Give the line with "the log pile" again, along with every line below it to the end of the records, word for word.

Referring expression data:
-*-

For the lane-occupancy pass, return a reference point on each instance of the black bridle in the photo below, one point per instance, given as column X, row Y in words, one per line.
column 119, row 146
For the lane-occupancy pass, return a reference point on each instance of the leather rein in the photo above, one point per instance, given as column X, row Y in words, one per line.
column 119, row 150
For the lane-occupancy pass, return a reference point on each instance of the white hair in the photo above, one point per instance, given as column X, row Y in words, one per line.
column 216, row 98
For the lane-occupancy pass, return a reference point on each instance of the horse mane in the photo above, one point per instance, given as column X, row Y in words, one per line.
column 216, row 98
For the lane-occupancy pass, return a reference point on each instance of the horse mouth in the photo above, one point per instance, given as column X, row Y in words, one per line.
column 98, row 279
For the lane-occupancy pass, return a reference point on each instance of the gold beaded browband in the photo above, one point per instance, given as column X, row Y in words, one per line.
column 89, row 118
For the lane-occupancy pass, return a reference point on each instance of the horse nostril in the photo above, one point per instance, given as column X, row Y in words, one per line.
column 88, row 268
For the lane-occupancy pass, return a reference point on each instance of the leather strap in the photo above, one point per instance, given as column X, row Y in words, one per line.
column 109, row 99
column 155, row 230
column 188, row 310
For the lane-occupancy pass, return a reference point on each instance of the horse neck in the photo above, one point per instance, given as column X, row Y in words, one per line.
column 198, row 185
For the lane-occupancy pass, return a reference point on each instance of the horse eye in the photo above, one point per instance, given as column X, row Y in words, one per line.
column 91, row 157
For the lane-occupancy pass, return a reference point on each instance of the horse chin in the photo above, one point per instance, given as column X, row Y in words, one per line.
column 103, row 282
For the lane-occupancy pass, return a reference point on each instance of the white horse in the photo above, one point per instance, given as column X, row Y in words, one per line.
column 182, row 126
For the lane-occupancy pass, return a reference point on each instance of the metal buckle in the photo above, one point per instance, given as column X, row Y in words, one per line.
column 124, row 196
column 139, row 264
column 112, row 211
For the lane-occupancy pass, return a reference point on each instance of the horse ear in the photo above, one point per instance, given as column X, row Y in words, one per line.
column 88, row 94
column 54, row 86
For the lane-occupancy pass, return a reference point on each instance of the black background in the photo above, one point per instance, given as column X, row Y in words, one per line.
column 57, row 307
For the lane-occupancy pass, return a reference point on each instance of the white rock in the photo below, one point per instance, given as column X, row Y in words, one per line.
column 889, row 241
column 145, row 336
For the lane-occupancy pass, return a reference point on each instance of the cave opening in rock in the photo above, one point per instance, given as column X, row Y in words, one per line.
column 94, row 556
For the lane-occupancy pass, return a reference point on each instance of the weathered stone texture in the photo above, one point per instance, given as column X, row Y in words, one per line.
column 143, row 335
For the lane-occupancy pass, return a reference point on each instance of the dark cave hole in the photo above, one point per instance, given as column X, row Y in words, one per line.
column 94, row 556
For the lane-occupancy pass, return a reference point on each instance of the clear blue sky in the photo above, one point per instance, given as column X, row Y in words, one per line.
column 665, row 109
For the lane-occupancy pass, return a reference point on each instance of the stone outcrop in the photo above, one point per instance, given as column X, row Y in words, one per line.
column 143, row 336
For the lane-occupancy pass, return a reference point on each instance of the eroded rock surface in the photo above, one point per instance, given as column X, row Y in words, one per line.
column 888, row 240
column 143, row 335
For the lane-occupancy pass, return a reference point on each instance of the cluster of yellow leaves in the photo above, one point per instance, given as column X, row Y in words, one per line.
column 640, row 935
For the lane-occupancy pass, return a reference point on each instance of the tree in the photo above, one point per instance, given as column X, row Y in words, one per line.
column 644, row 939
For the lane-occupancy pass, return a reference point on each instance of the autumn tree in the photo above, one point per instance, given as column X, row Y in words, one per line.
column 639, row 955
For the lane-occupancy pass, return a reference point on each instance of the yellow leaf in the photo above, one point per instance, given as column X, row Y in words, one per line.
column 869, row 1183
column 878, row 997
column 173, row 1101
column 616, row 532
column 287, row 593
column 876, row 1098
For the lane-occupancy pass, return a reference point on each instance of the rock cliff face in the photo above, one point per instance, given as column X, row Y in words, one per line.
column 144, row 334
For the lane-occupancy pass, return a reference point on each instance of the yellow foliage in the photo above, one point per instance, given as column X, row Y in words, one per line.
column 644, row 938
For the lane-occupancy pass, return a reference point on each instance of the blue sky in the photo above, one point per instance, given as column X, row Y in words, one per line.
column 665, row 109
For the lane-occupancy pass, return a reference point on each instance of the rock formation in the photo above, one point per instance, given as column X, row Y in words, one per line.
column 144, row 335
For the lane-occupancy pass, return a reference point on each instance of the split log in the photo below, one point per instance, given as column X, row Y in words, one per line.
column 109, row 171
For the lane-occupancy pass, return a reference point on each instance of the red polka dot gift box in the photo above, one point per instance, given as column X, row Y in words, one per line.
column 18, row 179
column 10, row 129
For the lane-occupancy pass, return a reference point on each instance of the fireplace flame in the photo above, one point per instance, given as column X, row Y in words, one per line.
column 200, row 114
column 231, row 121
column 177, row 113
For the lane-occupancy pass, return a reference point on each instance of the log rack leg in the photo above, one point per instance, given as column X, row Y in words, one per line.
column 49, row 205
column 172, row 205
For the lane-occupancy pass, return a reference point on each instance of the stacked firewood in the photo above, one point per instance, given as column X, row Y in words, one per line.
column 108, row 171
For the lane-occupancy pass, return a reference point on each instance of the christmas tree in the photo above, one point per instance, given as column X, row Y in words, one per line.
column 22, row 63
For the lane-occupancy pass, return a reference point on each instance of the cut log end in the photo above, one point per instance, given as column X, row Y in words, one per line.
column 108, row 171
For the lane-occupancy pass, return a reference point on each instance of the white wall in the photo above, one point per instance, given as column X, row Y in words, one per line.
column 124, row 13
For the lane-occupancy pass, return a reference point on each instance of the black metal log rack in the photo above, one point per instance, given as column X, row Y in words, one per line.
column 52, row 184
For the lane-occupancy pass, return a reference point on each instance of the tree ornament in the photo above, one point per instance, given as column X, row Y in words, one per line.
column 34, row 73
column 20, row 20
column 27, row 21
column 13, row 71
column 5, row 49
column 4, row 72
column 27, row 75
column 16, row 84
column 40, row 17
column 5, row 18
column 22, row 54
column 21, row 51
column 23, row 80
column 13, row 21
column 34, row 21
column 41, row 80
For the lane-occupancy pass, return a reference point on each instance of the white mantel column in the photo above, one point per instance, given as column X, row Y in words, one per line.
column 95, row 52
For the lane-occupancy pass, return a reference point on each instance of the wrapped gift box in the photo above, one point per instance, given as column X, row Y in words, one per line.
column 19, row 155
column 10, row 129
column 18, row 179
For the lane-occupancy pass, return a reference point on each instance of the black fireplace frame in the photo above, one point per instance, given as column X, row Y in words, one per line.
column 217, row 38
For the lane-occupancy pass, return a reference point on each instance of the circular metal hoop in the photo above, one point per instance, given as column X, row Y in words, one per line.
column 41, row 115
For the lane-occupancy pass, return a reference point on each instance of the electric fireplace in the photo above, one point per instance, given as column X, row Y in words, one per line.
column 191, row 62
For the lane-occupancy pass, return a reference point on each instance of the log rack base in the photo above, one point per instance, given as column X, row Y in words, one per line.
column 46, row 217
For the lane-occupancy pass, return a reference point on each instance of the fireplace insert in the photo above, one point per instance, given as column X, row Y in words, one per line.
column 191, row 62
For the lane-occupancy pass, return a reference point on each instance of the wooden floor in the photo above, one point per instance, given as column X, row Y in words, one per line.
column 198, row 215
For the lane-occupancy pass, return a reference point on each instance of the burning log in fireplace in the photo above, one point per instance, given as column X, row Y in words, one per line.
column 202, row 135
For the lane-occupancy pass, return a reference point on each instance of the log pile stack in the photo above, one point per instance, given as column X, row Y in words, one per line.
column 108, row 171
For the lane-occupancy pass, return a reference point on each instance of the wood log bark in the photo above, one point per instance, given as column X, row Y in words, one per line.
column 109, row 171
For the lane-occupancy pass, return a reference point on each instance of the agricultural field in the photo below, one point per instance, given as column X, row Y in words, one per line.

-*-

SOLUTION FOR THIS EXERCISE:
For the lane-occupancy pass, return a reference point on each instance of the log pile stack in the photo above, one point per instance, given as column X, row Y in words, one per line.
column 108, row 171
For the lane-occupancy pass, return a reference point on each instance of the wood log bark in the photo above, one point per instance, given as column X, row Y in words, one per line.
column 109, row 171
For the lane-occupancy pass, return a reference point on each instance of the agricultural field in the photo below, one point per instance, given as column X, row Y in words, one per line.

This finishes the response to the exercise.